[Provided material]
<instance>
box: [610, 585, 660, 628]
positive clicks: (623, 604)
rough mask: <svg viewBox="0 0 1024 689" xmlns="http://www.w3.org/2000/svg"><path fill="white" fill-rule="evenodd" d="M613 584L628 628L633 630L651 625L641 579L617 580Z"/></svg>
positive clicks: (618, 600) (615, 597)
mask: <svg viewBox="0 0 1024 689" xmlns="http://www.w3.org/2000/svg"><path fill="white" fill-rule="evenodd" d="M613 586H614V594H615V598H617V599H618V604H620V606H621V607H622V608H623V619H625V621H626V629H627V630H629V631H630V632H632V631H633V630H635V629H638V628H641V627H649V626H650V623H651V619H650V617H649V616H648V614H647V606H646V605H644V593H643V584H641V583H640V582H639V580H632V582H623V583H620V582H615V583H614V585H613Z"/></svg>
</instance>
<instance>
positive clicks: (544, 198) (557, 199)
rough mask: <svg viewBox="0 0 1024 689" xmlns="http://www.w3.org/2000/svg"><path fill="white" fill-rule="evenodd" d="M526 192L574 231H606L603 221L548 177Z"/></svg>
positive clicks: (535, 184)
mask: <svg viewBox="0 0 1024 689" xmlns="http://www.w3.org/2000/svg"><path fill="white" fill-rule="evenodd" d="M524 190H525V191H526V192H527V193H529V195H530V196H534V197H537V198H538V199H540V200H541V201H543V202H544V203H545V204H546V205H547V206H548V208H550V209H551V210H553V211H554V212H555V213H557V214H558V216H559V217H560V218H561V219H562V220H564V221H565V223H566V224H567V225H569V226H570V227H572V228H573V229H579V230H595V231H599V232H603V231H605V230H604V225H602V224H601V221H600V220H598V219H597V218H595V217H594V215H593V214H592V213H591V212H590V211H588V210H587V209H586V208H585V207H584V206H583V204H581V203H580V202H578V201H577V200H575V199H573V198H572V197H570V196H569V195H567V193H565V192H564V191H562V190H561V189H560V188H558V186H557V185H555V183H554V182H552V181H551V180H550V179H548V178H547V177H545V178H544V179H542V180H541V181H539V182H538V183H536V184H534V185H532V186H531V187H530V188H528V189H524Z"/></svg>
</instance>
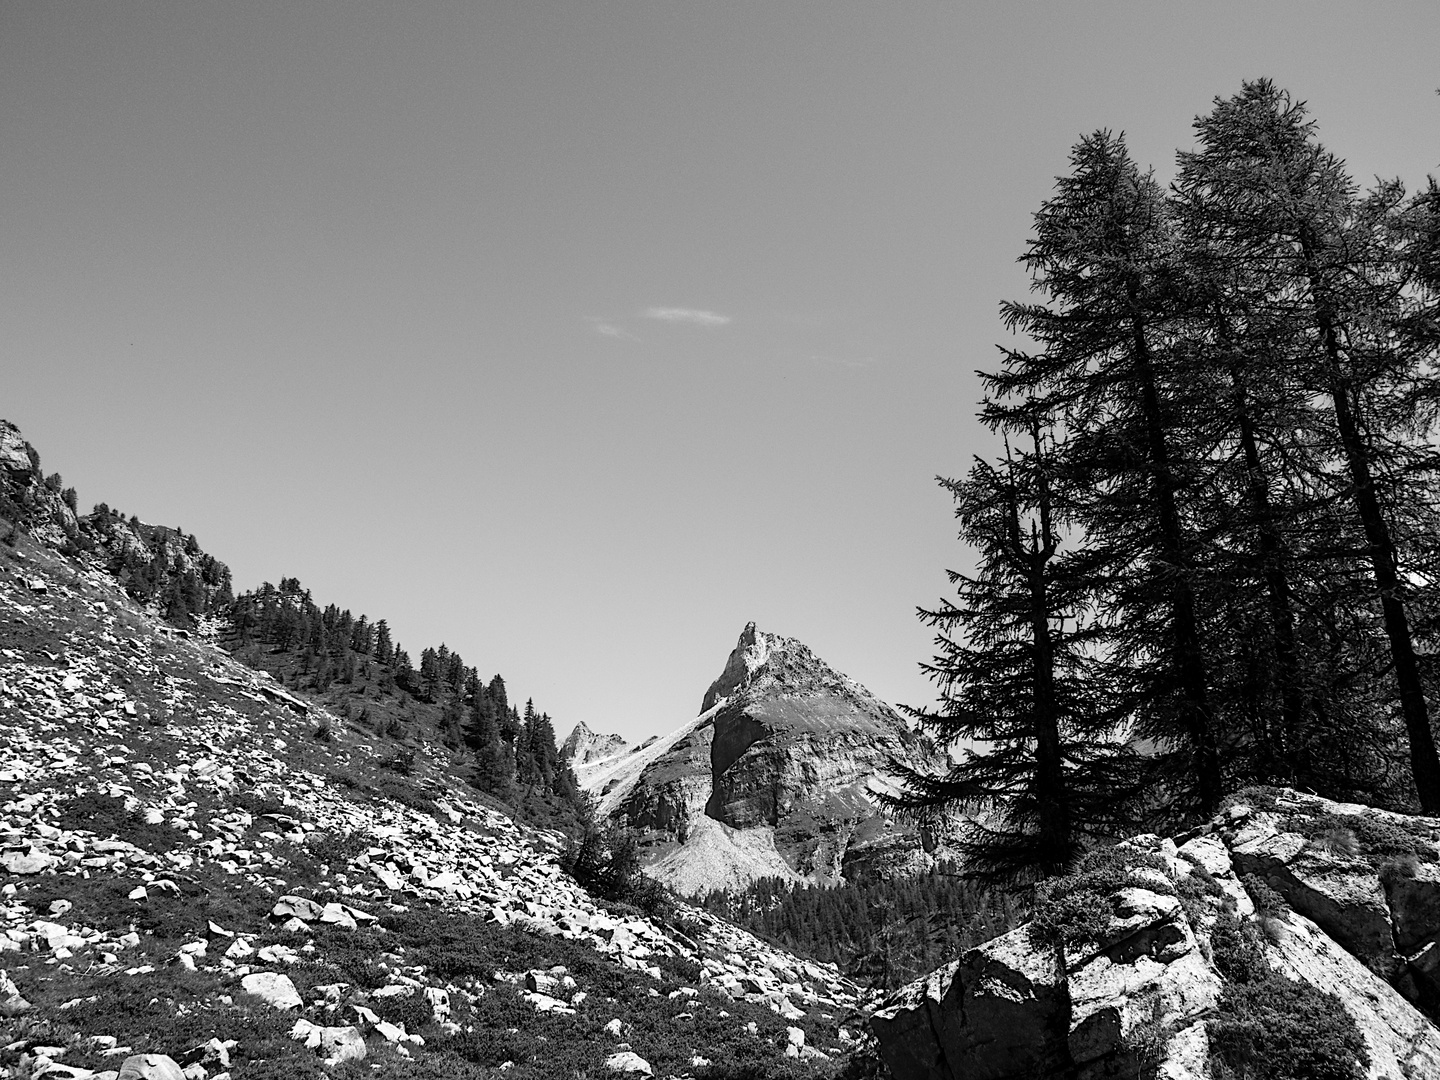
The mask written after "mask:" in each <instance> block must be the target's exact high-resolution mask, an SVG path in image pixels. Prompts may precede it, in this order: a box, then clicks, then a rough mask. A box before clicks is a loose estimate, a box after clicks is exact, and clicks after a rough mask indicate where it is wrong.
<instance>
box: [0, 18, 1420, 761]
mask: <svg viewBox="0 0 1440 1080" xmlns="http://www.w3.org/2000/svg"><path fill="white" fill-rule="evenodd" d="M1257 76H1269V78H1273V79H1274V81H1276V82H1279V84H1280V85H1282V86H1286V88H1289V89H1290V91H1292V92H1293V94H1295V95H1296V96H1297V98H1302V99H1305V101H1308V102H1309V104H1310V108H1312V112H1313V115H1315V117H1316V120H1318V121H1319V125H1320V127H1319V130H1320V138H1322V140H1323V141H1325V144H1326V145H1328V147H1329V148H1331V150H1332V151H1335V153H1338V154H1339V156H1341V157H1344V158H1346V161H1348V163H1349V164H1351V168H1352V171H1354V173H1355V174H1356V176H1358V177H1359V179H1362V180H1365V179H1369V177H1374V176H1377V174H1378V176H1385V177H1392V176H1398V177H1403V179H1404V180H1407V181H1408V183H1410V184H1411V186H1414V184H1416V183H1420V181H1423V180H1424V177H1426V176H1427V174H1428V173H1440V96H1437V95H1436V89H1437V88H1440V4H1434V3H1433V1H1427V3H1408V4H1405V3H1367V4H1354V3H1349V4H1336V3H1318V1H1312V3H1267V4H1253V3H1207V4H1161V3H1087V4H1073V3H1031V4H1011V3H965V4H960V3H907V1H901V3H865V4H861V3H847V1H844V0H827V1H825V3H799V1H793V3H778V1H775V0H766V1H765V3H727V1H717V3H706V4H688V3H632V1H629V0H608V1H606V3H599V4H598V3H592V1H589V0H586V1H583V3H546V1H541V0H526V1H524V3H478V1H475V0H467V1H465V3H431V1H428V0H408V3H403V4H393V3H392V4H377V3H364V1H361V0H344V1H343V3H325V1H323V0H315V1H311V3H305V4H294V3H258V1H248V0H233V1H230V3H190V1H189V0H187V1H186V3H134V1H125V0H121V1H118V3H109V4H94V3H63V1H56V0H43V1H36V3H27V1H22V0H0V238H3V240H0V416H3V418H4V419H9V420H12V422H14V423H17V425H19V426H20V429H22V432H23V433H24V435H26V438H27V439H29V441H30V442H32V444H35V445H36V448H37V449H39V451H40V454H42V458H43V462H42V464H43V467H45V469H46V472H52V471H59V472H62V474H63V477H65V480H66V482H68V484H71V485H75V487H76V488H78V490H79V497H81V503H82V508H86V507H89V505H91V504H94V503H99V501H105V503H108V504H109V505H112V507H117V508H120V510H122V511H124V513H125V514H137V516H140V517H141V518H143V520H147V521H154V523H161V524H170V526H180V527H183V528H186V530H187V531H192V533H196V534H197V536H199V539H200V543H202V544H203V546H204V549H206V550H207V552H210V553H212V554H215V556H216V557H219V559H222V560H223V562H226V563H229V566H230V567H232V570H233V573H235V582H236V586H238V589H245V588H253V586H258V585H259V583H261V582H264V580H271V582H278V580H279V577H282V576H295V577H300V579H301V582H302V583H304V585H305V586H307V588H310V589H311V592H312V595H314V598H315V600H317V602H320V603H321V605H324V603H331V602H333V603H338V605H340V606H343V608H350V609H351V611H354V612H356V613H360V612H366V613H369V615H370V618H372V619H376V618H386V619H389V622H390V625H392V626H393V628H395V631H396V635H397V638H399V641H400V642H402V644H403V645H405V647H406V648H408V649H409V651H410V654H412V657H418V655H419V651H420V648H422V647H425V645H439V644H441V642H445V644H448V645H449V647H451V649H456V651H459V652H461V654H462V655H464V657H465V660H467V662H469V664H472V665H475V667H478V668H480V670H481V674H482V675H485V677H487V678H488V677H490V675H492V674H494V672H500V674H503V675H504V680H505V683H507V687H508V688H510V694H511V697H513V698H514V700H521V701H523V700H524V698H527V697H533V698H534V703H536V707H537V708H540V710H543V711H547V713H550V716H552V717H553V719H554V723H556V727H557V730H559V732H562V734H563V733H564V732H566V730H567V729H569V727H570V726H572V724H573V723H576V721H582V720H583V721H585V723H586V724H589V726H590V727H592V729H595V730H602V732H616V733H619V734H624V736H626V737H629V739H641V737H645V736H648V734H655V733H662V732H667V730H670V729H672V727H675V726H678V724H681V723H683V721H684V720H687V719H688V717H691V716H694V714H696V711H698V707H700V698H701V696H703V693H704V690H706V687H707V685H708V684H710V681H711V680H713V678H714V677H716V675H719V672H720V670H721V667H723V664H724V660H726V657H727V654H729V651H730V649H732V648H733V647H734V642H736V638H737V636H739V635H740V632H742V629H743V626H744V624H746V622H749V621H755V622H756V624H757V625H759V626H760V629H763V631H770V632H776V634H783V635H789V636H796V638H799V639H801V641H804V642H806V644H808V645H809V647H811V648H812V649H814V651H815V652H816V654H818V655H819V657H822V658H825V660H827V661H828V662H829V664H831V665H832V667H835V668H838V670H840V671H844V672H845V674H848V675H851V677H854V678H857V680H858V681H861V683H863V684H865V685H868V687H870V688H871V690H873V691H874V693H877V694H878V696H880V697H883V698H886V700H888V701H893V703H904V704H913V706H924V704H930V703H933V701H935V687H933V685H932V684H930V683H927V681H926V680H924V678H923V675H922V672H920V670H919V662H920V661H923V660H926V658H929V657H930V655H932V652H933V648H932V635H933V631H930V629H927V628H926V626H923V625H922V624H920V621H919V619H917V618H916V608H917V606H924V605H935V603H937V602H939V599H940V598H942V596H945V595H948V592H949V589H950V586H949V585H948V580H946V576H945V570H946V569H948V567H953V569H966V567H968V564H969V560H968V553H966V550H965V549H963V547H962V546H960V544H959V541H958V539H956V523H955V520H953V517H952V504H950V501H949V498H948V495H946V494H945V492H943V491H942V490H940V488H939V487H937V485H936V481H935V478H936V477H937V475H962V474H963V472H965V471H966V469H968V467H969V462H971V458H972V455H975V454H985V452H989V451H991V449H992V442H991V438H989V435H988V433H986V432H985V431H984V429H982V428H981V426H979V425H978V423H976V420H975V415H973V413H975V403H976V400H978V396H979V389H978V382H976V379H975V376H973V372H975V370H976V369H988V367H992V366H994V364H995V360H996V356H998V353H996V344H1002V343H1005V341H1007V336H1005V331H1004V328H1002V327H1001V324H999V320H998V314H996V311H998V305H999V302H1001V301H1002V300H1020V298H1024V297H1025V295H1027V287H1028V282H1027V278H1025V275H1024V271H1022V269H1021V268H1020V266H1018V265H1017V262H1015V261H1017V258H1018V256H1020V255H1021V252H1022V251H1024V245H1025V239H1027V235H1028V229H1030V219H1031V215H1032V213H1034V212H1035V209H1037V207H1038V206H1040V202H1041V200H1043V199H1044V197H1045V196H1047V194H1048V193H1050V190H1051V186H1053V181H1054V177H1056V176H1057V174H1058V173H1063V171H1064V168H1066V157H1067V153H1068V150H1070V147H1071V144H1073V143H1074V141H1076V140H1077V138H1079V137H1080V135H1081V134H1086V132H1090V131H1094V130H1097V128H1110V130H1115V131H1125V132H1126V137H1128V140H1129V144H1130V148H1132V153H1133V156H1135V157H1136V158H1138V160H1140V161H1142V163H1149V164H1153V166H1155V168H1156V173H1158V176H1161V177H1162V179H1165V177H1169V176H1171V174H1172V171H1174V154H1175V151H1176V150H1178V148H1184V147H1188V145H1189V144H1191V122H1192V120H1194V117H1195V115H1197V114H1201V112H1205V111H1208V108H1210V105H1211V102H1212V99H1214V98H1215V96H1217V95H1230V94H1234V92H1237V91H1238V89H1240V84H1241V81H1243V79H1251V78H1257Z"/></svg>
[/Provided material]
What is required:
Return, word for word, every line from the start of the records through the line containing "584L628 628L633 630L651", including both ends.

Reply:
<instance>
box: [610, 585, 660, 628]
positive clicks: (623, 604)
rough mask: <svg viewBox="0 0 1024 689" xmlns="http://www.w3.org/2000/svg"><path fill="white" fill-rule="evenodd" d="M613 584L628 628L633 630L651 625L641 579L617 580Z"/></svg>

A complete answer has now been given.